§ **Exercise aim**: Write out every line of the records below, requests included, and offset each coordinate in the answers by adding -20 to it. Leave the pictures out.

§ **Excerpted data**:
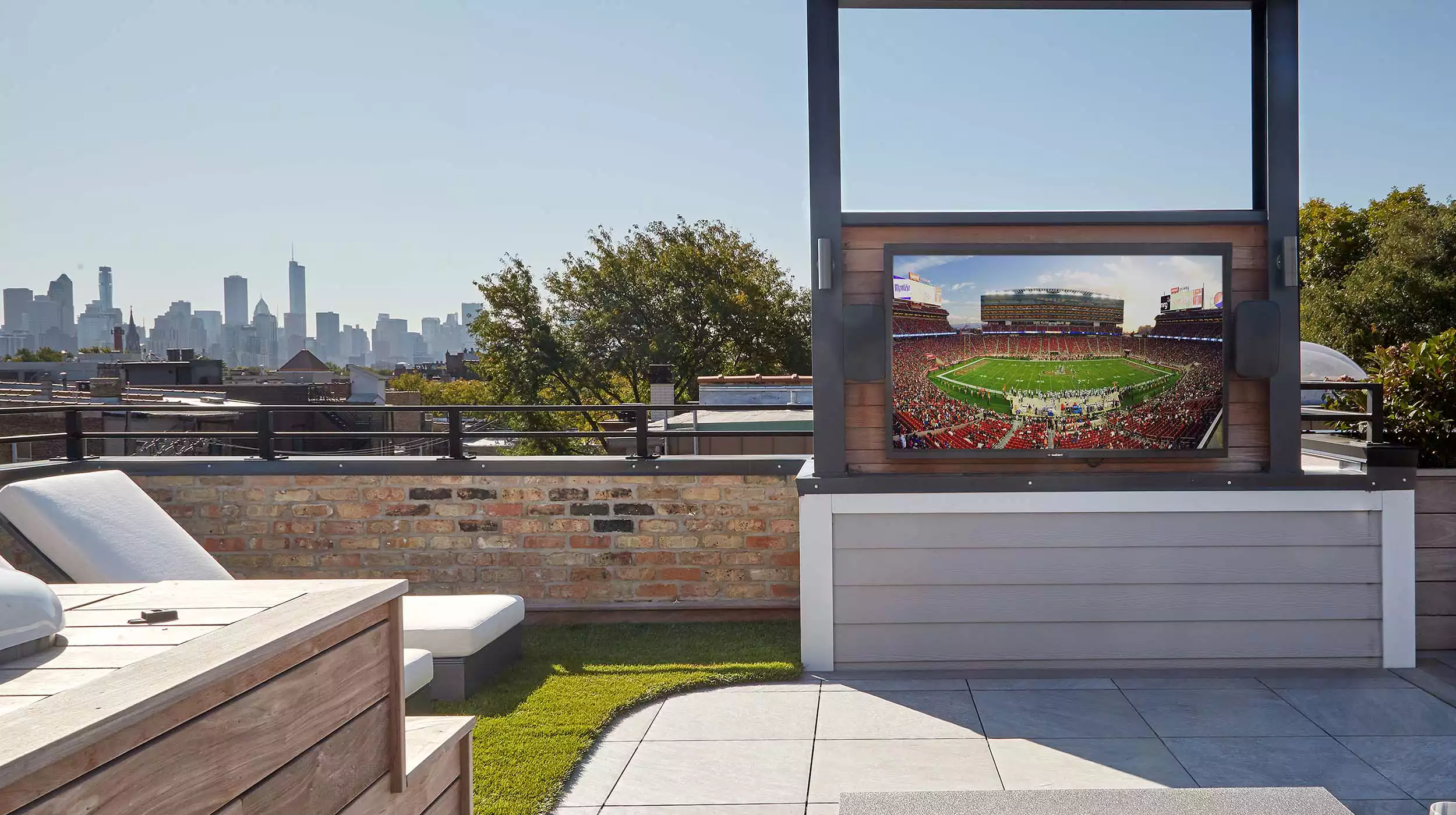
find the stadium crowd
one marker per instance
(1175, 420)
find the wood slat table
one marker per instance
(191, 714)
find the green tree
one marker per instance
(43, 356)
(1378, 277)
(697, 296)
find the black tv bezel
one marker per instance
(1081, 249)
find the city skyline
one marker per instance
(238, 334)
(407, 185)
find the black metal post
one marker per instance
(642, 450)
(456, 435)
(266, 438)
(1375, 403)
(75, 441)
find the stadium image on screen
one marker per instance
(1058, 353)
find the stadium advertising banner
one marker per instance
(1102, 353)
(916, 290)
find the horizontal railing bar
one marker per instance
(33, 437)
(321, 408)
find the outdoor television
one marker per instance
(1059, 351)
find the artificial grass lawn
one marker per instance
(542, 715)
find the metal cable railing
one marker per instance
(266, 437)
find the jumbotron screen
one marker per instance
(1040, 354)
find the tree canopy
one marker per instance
(43, 356)
(1379, 275)
(697, 296)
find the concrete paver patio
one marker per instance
(1378, 743)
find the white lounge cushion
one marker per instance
(30, 610)
(103, 529)
(459, 625)
(420, 668)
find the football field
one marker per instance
(1049, 376)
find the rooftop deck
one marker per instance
(260, 696)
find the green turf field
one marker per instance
(1041, 376)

§ **Task output**:
find the stadium crowd
one marker per instance
(1155, 400)
find the wood slat table
one marker per instance
(171, 694)
find the green tree
one marker per instance
(23, 336)
(1358, 257)
(677, 276)
find the black tv bezel
one marker per instance
(1061, 229)
find the city skyline
one marker per instance
(218, 314)
(387, 165)
find the black metal post
one marker per instance
(622, 430)
(436, 415)
(246, 418)
(1355, 383)
(55, 421)
find the stadium image on screen
one marker per instance
(1038, 333)
find the stadium advertising banner
one marker per instance
(1082, 333)
(896, 270)
find the horizontal railing bar
one marker per instance
(13, 417)
(301, 388)
find the outdoor television
one marker per instance
(1039, 331)
find the artificial grass lawn
one marker per instance
(522, 695)
find the metal cable railing
one marker per instance
(246, 417)
find the jumbotron screen
one marker per instance
(1020, 334)
find the tree canopy
one marker per instance
(23, 336)
(1359, 255)
(677, 276)
find the concrete paver patio
one marker per instance
(1358, 723)
find the white lounge cushion
one marker per instance
(10, 590)
(83, 509)
(439, 605)
(400, 648)
find the football field
one marker per instance
(1029, 356)
find the rooftop deck
one marker per instance
(240, 676)
find the green turf field
one marker per instance
(1021, 356)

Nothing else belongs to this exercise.